EXTRACT PROVIDED
§

Saturday, February 17, 2018


Cross of Caravaca,
photo: Wikimedia,
public domain.

Widow skimmer dragonfly
close-up, http://www.public

When the Spanish colonized in the American southwest they were accompanied by priests. The original motives of these Spanish had been to find gold, new land, and souls to convert to Catholicism, but in the generally arid southwest the desire for gold and land generally faded away before too long, however, the need to convert heathens to the true faith always remained. Because of this, they were accompanied by missionaries whose job was to tend to the religious needs of Spanish settlers as well as convert Native Americans to the church. These missionaries were Franciscans or Jesuits (generally at different times) but both of these carried the double-barred Cross of Caravaca to the New World.

Shield, star, and dragonfly,
Galisteo dike, NM.
Photo: Peter Faris, 1988.

Dragonflies, La Cienegilla,
                Santa Fe, NM. Photo: Pat
                 Price, Dec. 1991.

It is not my purpose to rewrite the history of colonizing and the missionaries in New Mexico and the American southwest, there are plenty of good references for those stories. My purpose here is to explore the influence of symbolism in the success of that effort. The cross of Caravaca is a double-barred crucifix, like the better known cross of Lorraine, and whether by coincidence or by divine influence it very strongly resembles the Native American symbol of the dragonfly.

§

Records from a data source
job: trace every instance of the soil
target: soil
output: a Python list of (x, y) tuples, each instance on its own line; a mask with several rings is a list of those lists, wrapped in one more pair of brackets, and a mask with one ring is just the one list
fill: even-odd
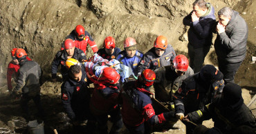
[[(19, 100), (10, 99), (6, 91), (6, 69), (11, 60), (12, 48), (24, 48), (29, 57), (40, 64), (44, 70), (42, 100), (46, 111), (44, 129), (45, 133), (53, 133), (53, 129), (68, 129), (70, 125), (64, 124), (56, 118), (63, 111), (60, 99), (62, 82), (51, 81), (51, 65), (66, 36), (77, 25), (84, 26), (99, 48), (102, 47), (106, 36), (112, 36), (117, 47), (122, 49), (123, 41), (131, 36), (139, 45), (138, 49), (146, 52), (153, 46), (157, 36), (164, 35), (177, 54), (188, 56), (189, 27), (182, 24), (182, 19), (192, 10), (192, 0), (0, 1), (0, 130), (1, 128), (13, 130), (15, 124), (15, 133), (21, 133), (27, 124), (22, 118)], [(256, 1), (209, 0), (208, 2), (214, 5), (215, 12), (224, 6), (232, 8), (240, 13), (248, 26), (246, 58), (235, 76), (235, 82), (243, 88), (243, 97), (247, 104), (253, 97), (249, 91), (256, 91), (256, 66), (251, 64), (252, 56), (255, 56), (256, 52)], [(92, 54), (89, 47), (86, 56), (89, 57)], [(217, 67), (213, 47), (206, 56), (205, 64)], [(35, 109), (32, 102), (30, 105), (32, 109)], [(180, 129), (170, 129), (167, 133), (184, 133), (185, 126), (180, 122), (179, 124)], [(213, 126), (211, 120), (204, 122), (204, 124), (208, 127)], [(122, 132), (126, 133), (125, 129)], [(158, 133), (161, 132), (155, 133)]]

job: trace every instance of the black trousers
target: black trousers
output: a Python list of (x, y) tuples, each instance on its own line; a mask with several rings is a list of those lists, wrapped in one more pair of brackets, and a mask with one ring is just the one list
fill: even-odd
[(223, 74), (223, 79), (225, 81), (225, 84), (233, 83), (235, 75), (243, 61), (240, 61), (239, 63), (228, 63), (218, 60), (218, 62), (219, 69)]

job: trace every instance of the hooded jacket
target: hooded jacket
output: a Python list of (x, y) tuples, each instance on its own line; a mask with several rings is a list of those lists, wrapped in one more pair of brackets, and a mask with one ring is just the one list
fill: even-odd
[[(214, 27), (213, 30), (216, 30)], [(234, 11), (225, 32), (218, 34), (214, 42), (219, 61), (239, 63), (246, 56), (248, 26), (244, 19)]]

§

EXERCISE TASKS
1. For the post on the Cross of Caravaca, decide whether each statement agrees with it. Answer yes or no, and quote the words from the post that settle it.
(a) The missionaries were Franciscans or Jesuits.
(b) The writer sets out to rewrite the history of the missionaries in New Mexico.
(c) The cross of Caravaca has a single bar.
2. Answer these questions from the post on the Cross of Caravaca.
(a) Who took the photo of the dragonflies at La Cienegilla, and when?
(b) In the arid southwest, what need remained after the desire for gold and land faded?
(c) Which symbol does the cross of Caravaca strongly resemble?
3. Write the next part of the post on the Cross of Caravaca, continuing from its final sentence.
The rows after the post are separate material and have nothing to do with it.

TASK ANSWERS
1.
(a) Yes: "These missionaries were Franciscans or Jesuits (generally at different times)"
(b) No: "It is not my purpose to rewrite the history of colonizing and the missionaries in New Mexico and the American southwest"
(c) No: "The cross of Caravaca is a double-barred crucifix"

2.
(a) Pat Price, in December 1991.
(b) The need to convert heathens to the true faith.
(c) The Native American symbol of the dragonfly.

3.
Cross of Caravaca created by
Native American craftsman with
influences of the dragonfly.
Public domain.

This was touched upon in Bahti (1970) when he wrote "the similarity between the Franciscan's double-barred cross of Caravaca and the dragon fly designs used on Pueblo pottery resulted in the ready acceptance among Southwestern tribes of this religious symbol for non-religious reasons." (Bahti 1970:3)

In my admittedly cursory research I found it much easier to locate references to Jesuits and the cross of Caravaca than Franciscans, but I will not dispute Bahti, I will, for this column, assume that he is correct and that both may have carried the cross of Caravaca, and that it had the same basic effect upon the natives.

Three Rivers, Otero County, NM.
Photo: J. & E. Faris, 1988.

Bahti's position, I believe, is basically that the Native peoples saw these strangers entering their land, but carrying a recognizable symbol that seemed to be one they shared, and so they afforded the strangers a less hostile reception.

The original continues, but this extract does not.